### TO DO
From the records below, print exactly the lines starting at the one containing "671L477 681L554 682L530" and ending at the one containing "positive clicks: (221, 618) (335, 676)", ends included, and nothing else.

════════════════════

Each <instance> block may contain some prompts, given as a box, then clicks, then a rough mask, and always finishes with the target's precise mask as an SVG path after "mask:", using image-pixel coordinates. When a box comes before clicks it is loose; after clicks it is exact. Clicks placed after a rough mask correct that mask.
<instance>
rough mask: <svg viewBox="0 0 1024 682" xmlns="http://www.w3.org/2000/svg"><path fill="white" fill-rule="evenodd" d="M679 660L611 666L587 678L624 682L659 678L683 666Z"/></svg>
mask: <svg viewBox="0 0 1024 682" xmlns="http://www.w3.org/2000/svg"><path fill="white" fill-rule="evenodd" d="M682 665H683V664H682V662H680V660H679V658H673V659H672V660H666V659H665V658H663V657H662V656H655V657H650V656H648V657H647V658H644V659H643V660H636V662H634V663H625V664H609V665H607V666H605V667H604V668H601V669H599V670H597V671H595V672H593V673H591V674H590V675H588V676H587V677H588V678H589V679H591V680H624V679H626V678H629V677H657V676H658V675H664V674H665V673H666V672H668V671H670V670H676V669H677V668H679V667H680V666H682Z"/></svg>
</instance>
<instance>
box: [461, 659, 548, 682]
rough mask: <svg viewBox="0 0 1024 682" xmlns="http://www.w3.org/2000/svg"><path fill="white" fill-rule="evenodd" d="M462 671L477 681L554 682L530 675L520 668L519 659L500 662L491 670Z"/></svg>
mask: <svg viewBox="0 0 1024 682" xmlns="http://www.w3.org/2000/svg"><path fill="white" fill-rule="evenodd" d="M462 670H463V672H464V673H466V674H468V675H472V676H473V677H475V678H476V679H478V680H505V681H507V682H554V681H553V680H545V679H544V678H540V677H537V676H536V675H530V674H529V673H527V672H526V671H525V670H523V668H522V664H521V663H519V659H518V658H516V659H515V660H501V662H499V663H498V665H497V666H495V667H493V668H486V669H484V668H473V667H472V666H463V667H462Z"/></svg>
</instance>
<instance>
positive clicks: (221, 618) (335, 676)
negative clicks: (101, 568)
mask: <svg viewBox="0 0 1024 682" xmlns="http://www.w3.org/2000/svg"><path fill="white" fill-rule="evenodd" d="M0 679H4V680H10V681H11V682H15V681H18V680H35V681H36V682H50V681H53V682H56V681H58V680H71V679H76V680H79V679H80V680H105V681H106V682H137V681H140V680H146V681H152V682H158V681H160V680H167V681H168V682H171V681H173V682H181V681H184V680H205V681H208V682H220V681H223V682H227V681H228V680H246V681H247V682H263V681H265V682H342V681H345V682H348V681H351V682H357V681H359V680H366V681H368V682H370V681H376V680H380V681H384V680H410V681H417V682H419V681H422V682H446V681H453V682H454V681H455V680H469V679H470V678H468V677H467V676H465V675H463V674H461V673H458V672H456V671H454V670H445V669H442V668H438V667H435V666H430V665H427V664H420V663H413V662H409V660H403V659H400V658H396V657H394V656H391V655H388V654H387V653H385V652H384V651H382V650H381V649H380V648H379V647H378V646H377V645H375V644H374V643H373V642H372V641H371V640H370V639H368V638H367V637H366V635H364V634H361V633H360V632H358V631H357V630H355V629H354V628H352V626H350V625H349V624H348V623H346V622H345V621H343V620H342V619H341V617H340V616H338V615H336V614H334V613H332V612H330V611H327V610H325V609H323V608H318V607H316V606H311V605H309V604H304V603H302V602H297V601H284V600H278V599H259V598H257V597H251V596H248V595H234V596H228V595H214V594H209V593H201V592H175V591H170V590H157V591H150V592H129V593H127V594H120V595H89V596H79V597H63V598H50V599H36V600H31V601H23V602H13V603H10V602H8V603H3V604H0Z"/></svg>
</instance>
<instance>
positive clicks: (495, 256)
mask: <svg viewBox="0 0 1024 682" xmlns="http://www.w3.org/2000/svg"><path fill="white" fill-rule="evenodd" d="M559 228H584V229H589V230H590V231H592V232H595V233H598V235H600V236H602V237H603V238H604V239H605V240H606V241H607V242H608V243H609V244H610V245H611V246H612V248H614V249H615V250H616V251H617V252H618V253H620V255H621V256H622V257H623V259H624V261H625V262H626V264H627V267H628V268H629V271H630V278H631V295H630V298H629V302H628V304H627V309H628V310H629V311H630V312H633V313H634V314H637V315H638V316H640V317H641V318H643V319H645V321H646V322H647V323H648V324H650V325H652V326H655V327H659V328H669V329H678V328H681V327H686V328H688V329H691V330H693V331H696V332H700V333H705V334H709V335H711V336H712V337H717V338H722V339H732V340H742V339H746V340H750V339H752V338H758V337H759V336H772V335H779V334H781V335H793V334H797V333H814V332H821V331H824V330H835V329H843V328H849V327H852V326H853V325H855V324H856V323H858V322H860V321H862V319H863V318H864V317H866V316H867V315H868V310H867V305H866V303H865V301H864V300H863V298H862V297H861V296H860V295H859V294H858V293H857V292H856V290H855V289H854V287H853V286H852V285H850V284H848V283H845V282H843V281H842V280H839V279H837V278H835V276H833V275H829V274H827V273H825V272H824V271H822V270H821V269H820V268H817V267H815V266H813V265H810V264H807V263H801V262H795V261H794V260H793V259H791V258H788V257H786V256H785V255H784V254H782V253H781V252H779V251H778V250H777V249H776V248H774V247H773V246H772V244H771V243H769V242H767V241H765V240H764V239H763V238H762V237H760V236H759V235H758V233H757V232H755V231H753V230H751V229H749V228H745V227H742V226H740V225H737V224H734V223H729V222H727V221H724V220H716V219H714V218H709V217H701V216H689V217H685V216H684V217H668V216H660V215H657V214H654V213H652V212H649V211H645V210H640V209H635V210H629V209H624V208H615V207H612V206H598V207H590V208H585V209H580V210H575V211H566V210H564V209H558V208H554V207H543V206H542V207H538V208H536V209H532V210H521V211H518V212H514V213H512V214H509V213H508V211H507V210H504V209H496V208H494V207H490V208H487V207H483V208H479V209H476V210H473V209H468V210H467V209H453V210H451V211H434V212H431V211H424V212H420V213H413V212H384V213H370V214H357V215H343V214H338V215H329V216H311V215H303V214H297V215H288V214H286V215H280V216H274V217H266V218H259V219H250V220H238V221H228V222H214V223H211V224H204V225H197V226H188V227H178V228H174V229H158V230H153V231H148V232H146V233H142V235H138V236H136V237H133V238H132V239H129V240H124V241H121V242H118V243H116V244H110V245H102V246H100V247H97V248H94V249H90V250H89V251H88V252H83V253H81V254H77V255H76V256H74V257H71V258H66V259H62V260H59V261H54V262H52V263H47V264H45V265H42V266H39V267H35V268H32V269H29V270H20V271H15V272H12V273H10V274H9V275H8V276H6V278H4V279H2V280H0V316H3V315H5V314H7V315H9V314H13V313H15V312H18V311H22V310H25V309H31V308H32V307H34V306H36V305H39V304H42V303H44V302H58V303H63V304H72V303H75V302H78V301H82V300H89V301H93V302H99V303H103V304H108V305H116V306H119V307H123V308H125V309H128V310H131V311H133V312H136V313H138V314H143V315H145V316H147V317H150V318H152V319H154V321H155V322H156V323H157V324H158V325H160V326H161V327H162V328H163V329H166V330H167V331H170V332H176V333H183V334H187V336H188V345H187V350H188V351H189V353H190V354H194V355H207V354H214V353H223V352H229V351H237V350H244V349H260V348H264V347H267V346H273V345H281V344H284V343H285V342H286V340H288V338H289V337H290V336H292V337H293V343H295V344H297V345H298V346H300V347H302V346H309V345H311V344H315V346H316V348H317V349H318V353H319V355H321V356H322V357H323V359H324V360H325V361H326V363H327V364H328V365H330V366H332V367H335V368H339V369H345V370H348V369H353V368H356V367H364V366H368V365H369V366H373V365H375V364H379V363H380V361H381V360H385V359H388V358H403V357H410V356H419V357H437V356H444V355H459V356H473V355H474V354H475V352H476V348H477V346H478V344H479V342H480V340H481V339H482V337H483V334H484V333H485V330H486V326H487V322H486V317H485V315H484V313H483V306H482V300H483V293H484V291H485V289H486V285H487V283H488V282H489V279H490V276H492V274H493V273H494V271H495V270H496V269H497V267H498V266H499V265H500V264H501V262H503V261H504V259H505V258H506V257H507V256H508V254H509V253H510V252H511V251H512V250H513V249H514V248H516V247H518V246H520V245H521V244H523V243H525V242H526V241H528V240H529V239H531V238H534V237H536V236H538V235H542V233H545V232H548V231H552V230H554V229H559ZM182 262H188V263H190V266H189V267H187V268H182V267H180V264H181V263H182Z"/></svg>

════════════════════

### EXERCISE SOLUTION
rough mask: <svg viewBox="0 0 1024 682" xmlns="http://www.w3.org/2000/svg"><path fill="white" fill-rule="evenodd" d="M462 671L477 681L554 682L530 675L520 668L519 659L500 662L491 670Z"/></svg>
mask: <svg viewBox="0 0 1024 682" xmlns="http://www.w3.org/2000/svg"><path fill="white" fill-rule="evenodd" d="M462 670H463V672H464V673H466V674H468V675H472V676H473V677H475V678H476V679H478V680H505V681H507V682H554V681H553V680H545V679H544V678H540V677H537V676H536V675H530V674H529V673H527V672H526V671H525V670H523V668H522V664H521V663H519V659H518V658H516V659H515V660H501V662H499V663H498V665H497V666H495V667H493V668H486V669H484V668H473V667H472V666H463V667H462Z"/></svg>
</instance>
<instance>
positive clicks: (221, 618) (335, 676)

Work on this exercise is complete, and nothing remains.